■ **Set exercise**
In the entries below, find the line containing "Task: indicate one point on every instance of the white wall". Copy it and all lines after it, exactly, through the end.

■ **Dataset records**
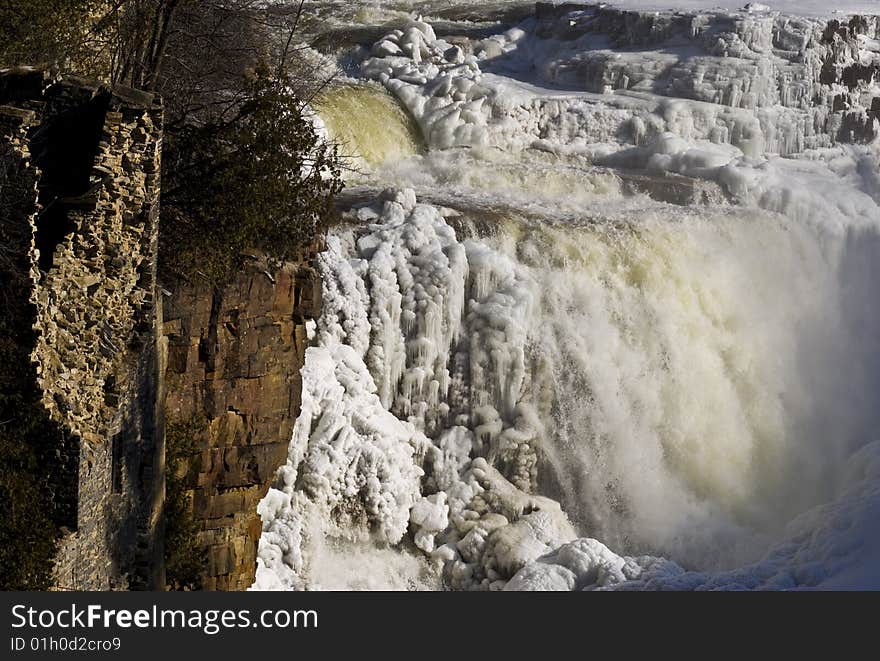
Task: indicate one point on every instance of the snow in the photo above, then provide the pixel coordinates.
(529, 375)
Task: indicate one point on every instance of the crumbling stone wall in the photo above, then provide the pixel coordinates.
(89, 252)
(234, 360)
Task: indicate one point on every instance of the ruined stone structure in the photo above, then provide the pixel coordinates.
(234, 360)
(79, 191)
(85, 160)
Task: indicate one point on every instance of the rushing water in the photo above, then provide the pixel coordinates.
(683, 380)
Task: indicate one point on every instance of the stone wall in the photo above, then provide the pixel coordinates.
(88, 251)
(234, 359)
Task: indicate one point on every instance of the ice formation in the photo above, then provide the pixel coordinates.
(536, 370)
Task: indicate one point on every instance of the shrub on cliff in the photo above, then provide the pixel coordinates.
(67, 34)
(261, 179)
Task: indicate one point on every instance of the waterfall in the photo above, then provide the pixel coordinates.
(368, 125)
(534, 371)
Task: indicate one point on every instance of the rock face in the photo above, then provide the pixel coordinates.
(86, 157)
(79, 191)
(234, 360)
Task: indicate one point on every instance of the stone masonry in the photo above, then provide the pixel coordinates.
(88, 246)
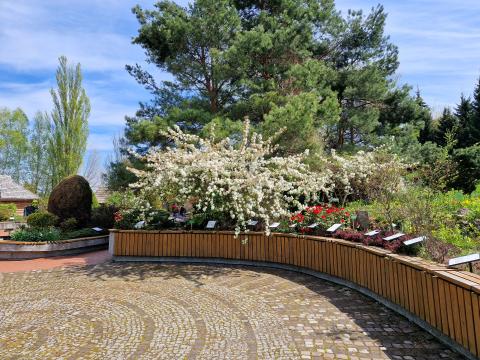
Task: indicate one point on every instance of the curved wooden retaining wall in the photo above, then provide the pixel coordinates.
(444, 301)
(21, 250)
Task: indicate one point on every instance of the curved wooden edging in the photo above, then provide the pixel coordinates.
(19, 250)
(443, 301)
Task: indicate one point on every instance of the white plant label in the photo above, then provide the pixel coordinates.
(140, 224)
(415, 241)
(211, 224)
(464, 259)
(394, 236)
(334, 227)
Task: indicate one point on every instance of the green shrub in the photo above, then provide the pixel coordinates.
(36, 235)
(103, 216)
(160, 220)
(72, 198)
(41, 219)
(7, 211)
(128, 219)
(468, 161)
(69, 225)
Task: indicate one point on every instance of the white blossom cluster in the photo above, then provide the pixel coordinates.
(243, 180)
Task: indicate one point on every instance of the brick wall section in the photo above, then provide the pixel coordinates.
(447, 299)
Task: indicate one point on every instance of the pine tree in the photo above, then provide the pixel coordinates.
(427, 131)
(464, 114)
(474, 123)
(68, 123)
(447, 127)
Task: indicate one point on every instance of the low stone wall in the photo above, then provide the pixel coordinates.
(16, 250)
(444, 301)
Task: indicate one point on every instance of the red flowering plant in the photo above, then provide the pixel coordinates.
(325, 215)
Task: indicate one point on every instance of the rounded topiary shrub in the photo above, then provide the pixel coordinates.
(41, 219)
(72, 198)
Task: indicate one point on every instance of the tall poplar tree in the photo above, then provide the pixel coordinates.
(13, 142)
(68, 121)
(38, 177)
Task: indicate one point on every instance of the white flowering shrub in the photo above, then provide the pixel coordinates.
(242, 181)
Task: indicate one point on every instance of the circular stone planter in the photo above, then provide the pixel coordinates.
(20, 250)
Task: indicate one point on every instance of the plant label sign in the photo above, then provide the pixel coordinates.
(334, 227)
(211, 224)
(140, 224)
(464, 259)
(394, 236)
(362, 219)
(414, 241)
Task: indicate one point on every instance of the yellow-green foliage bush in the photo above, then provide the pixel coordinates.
(7, 211)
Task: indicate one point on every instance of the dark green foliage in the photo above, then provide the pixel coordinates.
(117, 176)
(448, 126)
(254, 58)
(198, 221)
(160, 220)
(37, 235)
(474, 123)
(42, 219)
(468, 162)
(80, 233)
(103, 216)
(129, 219)
(68, 225)
(464, 113)
(7, 211)
(72, 198)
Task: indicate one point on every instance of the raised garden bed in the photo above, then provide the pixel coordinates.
(442, 300)
(18, 250)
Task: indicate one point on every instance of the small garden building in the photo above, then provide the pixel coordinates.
(13, 193)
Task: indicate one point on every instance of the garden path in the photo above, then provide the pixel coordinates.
(91, 258)
(158, 311)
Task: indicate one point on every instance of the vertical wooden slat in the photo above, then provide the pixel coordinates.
(463, 320)
(455, 312)
(470, 325)
(476, 320)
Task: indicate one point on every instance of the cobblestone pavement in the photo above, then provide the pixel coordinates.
(153, 311)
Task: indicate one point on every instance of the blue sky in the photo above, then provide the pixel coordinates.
(439, 43)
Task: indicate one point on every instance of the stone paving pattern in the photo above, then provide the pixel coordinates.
(154, 311)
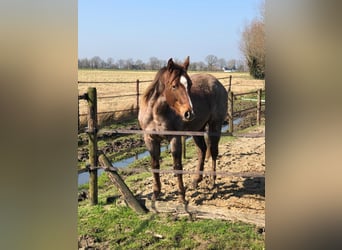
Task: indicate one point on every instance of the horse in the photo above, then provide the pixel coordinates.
(174, 101)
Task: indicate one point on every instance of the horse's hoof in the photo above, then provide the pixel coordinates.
(195, 182)
(155, 195)
(181, 199)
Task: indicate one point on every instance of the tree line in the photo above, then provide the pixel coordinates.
(212, 63)
(252, 45)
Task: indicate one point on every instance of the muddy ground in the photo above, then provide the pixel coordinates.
(233, 197)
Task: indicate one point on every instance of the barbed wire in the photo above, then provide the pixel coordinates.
(253, 174)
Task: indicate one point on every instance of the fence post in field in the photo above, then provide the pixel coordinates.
(183, 146)
(259, 106)
(138, 95)
(230, 111)
(122, 187)
(230, 83)
(92, 135)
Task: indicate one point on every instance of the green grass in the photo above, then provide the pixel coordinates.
(118, 227)
(115, 226)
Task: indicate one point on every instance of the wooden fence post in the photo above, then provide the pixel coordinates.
(92, 135)
(230, 111)
(230, 83)
(259, 107)
(120, 184)
(137, 87)
(184, 146)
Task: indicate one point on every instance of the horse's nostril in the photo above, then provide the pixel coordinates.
(189, 115)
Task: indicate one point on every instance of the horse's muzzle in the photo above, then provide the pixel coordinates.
(189, 115)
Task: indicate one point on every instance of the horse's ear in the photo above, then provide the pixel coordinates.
(170, 65)
(186, 63)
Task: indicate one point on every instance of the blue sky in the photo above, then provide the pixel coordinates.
(139, 29)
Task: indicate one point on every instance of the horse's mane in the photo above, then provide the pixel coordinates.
(154, 88)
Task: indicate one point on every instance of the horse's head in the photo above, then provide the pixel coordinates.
(177, 87)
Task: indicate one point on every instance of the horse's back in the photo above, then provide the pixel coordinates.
(209, 95)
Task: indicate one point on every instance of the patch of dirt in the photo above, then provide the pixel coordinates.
(233, 197)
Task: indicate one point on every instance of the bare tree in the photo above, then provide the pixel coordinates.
(253, 47)
(231, 64)
(222, 63)
(211, 61)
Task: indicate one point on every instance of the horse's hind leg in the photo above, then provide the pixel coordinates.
(201, 151)
(154, 148)
(176, 150)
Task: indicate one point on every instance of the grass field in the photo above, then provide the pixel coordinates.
(126, 85)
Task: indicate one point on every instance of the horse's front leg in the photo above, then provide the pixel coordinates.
(153, 147)
(176, 150)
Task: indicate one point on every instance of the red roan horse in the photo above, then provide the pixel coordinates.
(174, 101)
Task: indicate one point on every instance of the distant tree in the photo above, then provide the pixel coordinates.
(222, 63)
(212, 62)
(109, 63)
(253, 46)
(155, 63)
(231, 64)
(96, 62)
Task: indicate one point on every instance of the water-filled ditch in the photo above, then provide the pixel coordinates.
(84, 177)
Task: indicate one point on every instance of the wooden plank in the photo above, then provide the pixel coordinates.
(92, 142)
(121, 185)
(205, 212)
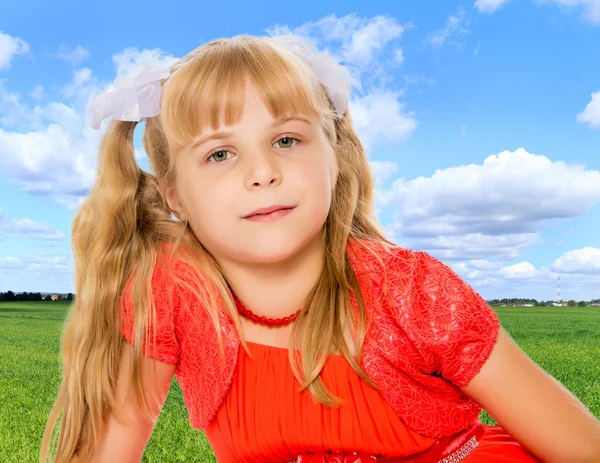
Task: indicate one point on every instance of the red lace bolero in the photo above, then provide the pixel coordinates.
(430, 333)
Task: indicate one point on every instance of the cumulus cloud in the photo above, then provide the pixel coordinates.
(579, 261)
(49, 149)
(591, 114)
(36, 272)
(494, 209)
(454, 27)
(26, 228)
(73, 55)
(381, 116)
(489, 6)
(10, 47)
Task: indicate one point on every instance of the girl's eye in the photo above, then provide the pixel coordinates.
(219, 156)
(286, 142)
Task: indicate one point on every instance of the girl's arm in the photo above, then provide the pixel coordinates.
(126, 443)
(534, 407)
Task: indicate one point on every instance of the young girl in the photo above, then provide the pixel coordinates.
(257, 231)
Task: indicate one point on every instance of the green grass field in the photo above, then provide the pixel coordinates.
(563, 340)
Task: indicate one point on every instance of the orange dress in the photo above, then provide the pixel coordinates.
(265, 419)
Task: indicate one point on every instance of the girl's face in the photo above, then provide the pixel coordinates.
(229, 179)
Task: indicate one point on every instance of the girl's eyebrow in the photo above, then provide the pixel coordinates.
(283, 120)
(212, 136)
(222, 135)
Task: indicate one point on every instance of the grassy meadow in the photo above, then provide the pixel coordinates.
(563, 340)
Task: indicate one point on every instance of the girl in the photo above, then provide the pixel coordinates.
(257, 230)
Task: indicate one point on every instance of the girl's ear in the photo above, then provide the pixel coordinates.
(174, 202)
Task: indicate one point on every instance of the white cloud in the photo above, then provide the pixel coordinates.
(54, 152)
(38, 92)
(361, 40)
(591, 113)
(74, 55)
(520, 270)
(579, 261)
(9, 48)
(493, 209)
(382, 170)
(36, 272)
(454, 27)
(489, 6)
(129, 58)
(398, 56)
(381, 116)
(26, 228)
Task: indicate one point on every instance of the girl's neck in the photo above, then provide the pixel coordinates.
(277, 291)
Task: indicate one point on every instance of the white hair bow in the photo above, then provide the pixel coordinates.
(132, 97)
(336, 78)
(136, 95)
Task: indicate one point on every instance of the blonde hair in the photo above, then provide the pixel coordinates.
(125, 222)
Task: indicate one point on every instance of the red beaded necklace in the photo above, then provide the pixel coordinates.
(264, 320)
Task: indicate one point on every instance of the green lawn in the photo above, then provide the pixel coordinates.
(563, 340)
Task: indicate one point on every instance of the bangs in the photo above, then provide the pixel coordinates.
(207, 90)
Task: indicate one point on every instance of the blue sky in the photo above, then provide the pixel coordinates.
(481, 120)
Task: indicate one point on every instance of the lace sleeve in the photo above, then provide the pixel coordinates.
(462, 328)
(166, 303)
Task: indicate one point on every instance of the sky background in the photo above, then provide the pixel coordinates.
(481, 121)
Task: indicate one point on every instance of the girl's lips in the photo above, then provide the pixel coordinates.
(271, 214)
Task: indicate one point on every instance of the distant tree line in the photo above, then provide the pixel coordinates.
(11, 296)
(536, 303)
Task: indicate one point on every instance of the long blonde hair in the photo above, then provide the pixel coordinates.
(125, 222)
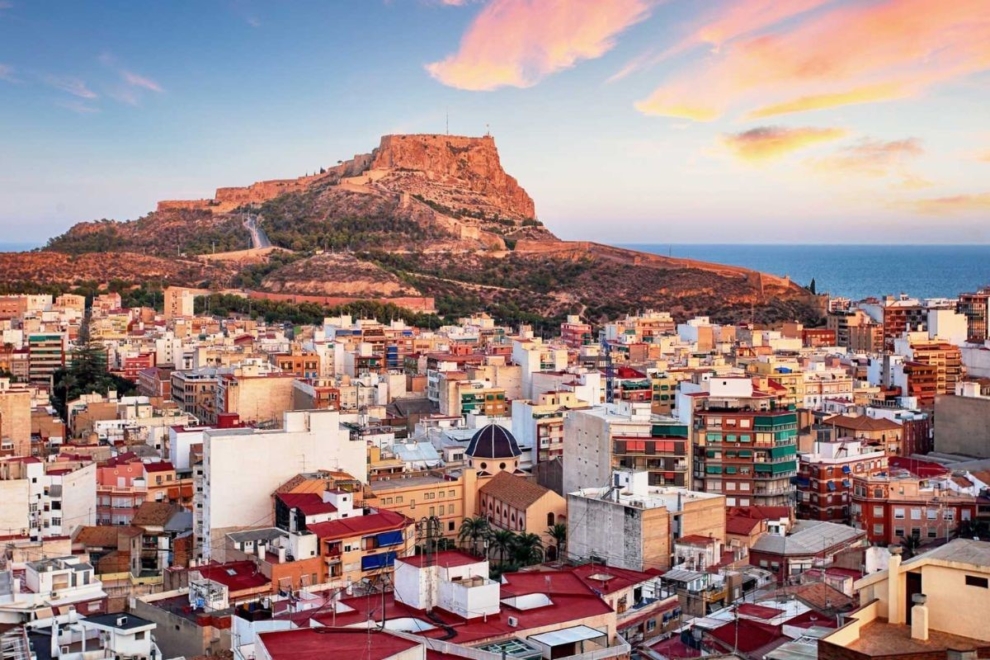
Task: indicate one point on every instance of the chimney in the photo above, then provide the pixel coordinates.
(895, 593)
(919, 618)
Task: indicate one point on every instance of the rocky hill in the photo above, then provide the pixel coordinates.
(434, 216)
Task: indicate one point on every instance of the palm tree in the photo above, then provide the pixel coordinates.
(528, 549)
(558, 533)
(503, 541)
(474, 529)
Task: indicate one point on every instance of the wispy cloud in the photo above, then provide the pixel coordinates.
(136, 80)
(79, 107)
(127, 91)
(870, 157)
(70, 85)
(729, 21)
(958, 204)
(773, 142)
(517, 43)
(855, 53)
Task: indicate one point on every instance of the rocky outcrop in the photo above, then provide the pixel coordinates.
(459, 172)
(336, 274)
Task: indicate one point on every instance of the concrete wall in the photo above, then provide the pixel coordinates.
(13, 506)
(79, 498)
(587, 454)
(243, 467)
(15, 420)
(962, 425)
(628, 538)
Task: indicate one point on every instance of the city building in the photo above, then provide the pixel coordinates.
(242, 467)
(745, 445)
(930, 606)
(625, 435)
(810, 544)
(630, 524)
(824, 481)
(893, 506)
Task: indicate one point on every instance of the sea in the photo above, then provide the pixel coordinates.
(848, 271)
(855, 271)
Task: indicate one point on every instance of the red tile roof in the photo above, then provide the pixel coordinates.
(310, 504)
(319, 643)
(745, 635)
(160, 466)
(618, 578)
(759, 611)
(382, 521)
(741, 525)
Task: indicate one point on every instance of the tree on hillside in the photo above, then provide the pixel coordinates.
(86, 373)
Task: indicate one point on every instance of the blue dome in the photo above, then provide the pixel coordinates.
(493, 441)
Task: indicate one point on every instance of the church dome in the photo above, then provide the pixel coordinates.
(493, 441)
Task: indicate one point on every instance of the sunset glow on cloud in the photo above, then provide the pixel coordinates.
(772, 142)
(850, 54)
(517, 43)
(869, 157)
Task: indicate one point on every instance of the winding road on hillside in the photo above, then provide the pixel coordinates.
(258, 237)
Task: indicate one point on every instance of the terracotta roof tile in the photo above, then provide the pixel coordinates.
(517, 492)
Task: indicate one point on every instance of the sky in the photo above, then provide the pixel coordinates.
(628, 121)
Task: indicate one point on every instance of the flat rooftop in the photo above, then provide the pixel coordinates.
(879, 638)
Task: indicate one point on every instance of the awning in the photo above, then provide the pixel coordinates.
(390, 538)
(373, 562)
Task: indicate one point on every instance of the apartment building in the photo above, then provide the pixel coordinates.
(624, 435)
(744, 445)
(824, 480)
(242, 467)
(631, 524)
(895, 505)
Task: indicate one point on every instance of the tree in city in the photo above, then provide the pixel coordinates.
(474, 530)
(528, 549)
(502, 542)
(558, 533)
(86, 373)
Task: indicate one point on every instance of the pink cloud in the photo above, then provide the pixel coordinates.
(864, 52)
(773, 142)
(730, 21)
(517, 43)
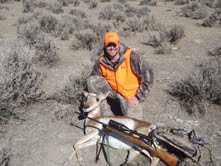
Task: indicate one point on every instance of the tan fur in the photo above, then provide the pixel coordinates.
(91, 106)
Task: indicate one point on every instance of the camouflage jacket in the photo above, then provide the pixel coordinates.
(140, 68)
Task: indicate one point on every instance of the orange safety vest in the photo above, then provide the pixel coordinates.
(124, 81)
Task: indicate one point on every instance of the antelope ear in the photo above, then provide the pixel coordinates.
(103, 96)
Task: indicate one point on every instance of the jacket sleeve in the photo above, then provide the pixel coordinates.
(143, 71)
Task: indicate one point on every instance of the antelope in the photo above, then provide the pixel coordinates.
(94, 130)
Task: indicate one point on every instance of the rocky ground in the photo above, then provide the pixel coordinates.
(44, 135)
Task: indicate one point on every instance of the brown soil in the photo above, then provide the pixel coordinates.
(44, 140)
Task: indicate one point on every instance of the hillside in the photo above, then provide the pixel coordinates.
(60, 40)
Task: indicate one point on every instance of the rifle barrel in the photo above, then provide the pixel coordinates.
(167, 158)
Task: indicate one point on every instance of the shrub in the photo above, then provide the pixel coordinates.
(29, 32)
(48, 23)
(45, 50)
(85, 39)
(137, 24)
(76, 2)
(194, 11)
(213, 19)
(93, 4)
(199, 89)
(56, 7)
(215, 52)
(2, 17)
(122, 1)
(19, 81)
(181, 2)
(72, 91)
(28, 5)
(78, 13)
(5, 154)
(162, 41)
(175, 33)
(108, 13)
(148, 2)
(66, 2)
(64, 28)
(105, 0)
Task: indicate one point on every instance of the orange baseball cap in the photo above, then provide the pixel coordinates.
(111, 37)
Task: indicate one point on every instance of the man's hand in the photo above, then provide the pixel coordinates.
(132, 102)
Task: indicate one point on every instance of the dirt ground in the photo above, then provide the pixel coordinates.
(43, 140)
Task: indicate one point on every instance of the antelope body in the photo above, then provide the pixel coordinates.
(94, 131)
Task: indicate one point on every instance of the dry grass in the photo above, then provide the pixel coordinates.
(19, 81)
(163, 40)
(200, 89)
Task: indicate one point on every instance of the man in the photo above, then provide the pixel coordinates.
(129, 78)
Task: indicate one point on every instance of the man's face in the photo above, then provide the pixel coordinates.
(112, 49)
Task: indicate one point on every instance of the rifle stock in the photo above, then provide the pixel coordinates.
(167, 158)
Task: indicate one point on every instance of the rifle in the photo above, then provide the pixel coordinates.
(138, 139)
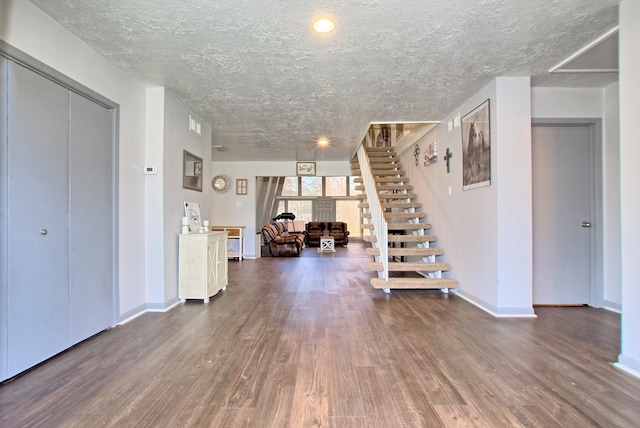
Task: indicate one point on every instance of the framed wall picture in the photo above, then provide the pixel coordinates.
(192, 211)
(306, 168)
(241, 186)
(476, 148)
(191, 171)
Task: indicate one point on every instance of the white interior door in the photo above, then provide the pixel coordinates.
(562, 206)
(38, 213)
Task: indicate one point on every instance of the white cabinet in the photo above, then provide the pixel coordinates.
(235, 242)
(202, 265)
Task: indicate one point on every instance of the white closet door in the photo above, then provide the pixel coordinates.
(38, 219)
(91, 218)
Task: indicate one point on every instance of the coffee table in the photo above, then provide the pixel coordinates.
(327, 245)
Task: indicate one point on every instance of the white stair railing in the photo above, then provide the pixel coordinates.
(377, 213)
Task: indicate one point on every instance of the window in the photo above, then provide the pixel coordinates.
(290, 187)
(316, 197)
(311, 186)
(336, 186)
(348, 212)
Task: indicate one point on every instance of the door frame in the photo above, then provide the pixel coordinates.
(596, 250)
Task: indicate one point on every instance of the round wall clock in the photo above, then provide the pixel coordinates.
(220, 183)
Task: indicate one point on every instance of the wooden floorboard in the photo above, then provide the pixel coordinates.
(307, 342)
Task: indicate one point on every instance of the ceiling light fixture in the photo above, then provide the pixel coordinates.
(324, 25)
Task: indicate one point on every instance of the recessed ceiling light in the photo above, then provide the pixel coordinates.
(324, 25)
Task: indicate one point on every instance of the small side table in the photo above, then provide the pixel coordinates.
(327, 245)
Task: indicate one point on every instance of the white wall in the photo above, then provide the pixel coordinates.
(178, 137)
(612, 296)
(629, 16)
(514, 183)
(154, 189)
(26, 28)
(229, 209)
(477, 227)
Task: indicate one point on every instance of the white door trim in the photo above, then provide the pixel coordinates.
(596, 238)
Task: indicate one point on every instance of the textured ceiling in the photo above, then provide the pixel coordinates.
(270, 87)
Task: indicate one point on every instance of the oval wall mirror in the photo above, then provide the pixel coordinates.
(220, 183)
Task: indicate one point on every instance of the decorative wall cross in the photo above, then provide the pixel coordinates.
(448, 155)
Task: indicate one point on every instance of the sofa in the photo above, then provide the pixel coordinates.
(280, 242)
(314, 230)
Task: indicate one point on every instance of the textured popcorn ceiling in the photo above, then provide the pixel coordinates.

■ **Problem solution**
Task: indicate one point on every instance of the white wall in the photo above, then provide the pixel coordinates.
(178, 137)
(612, 296)
(629, 16)
(514, 183)
(154, 189)
(26, 28)
(229, 209)
(477, 227)
Task: indicate one point on every instance of the white door trim in the photo above, then provide the pixel coordinates.
(596, 238)
Task: indicate one point on every instance of the textured ceiling in the photo above, then provide the pixel coordinates.
(270, 87)
Task: indicate one point on every instance of the oval wall mirror in the photo above, then provide the pixel coordinates.
(220, 183)
Task: indicate one point on every instance of the decorative wall cross in the photo above, then provide the pixel coordinates.
(448, 155)
Task: indicate one point on every instance of the sofa in the photo above, then provide the pixel coordinates.
(280, 242)
(314, 230)
Task: indicate one point on every instance of the textured popcorn ceiling in the photo above, then provide the pixel coordinates.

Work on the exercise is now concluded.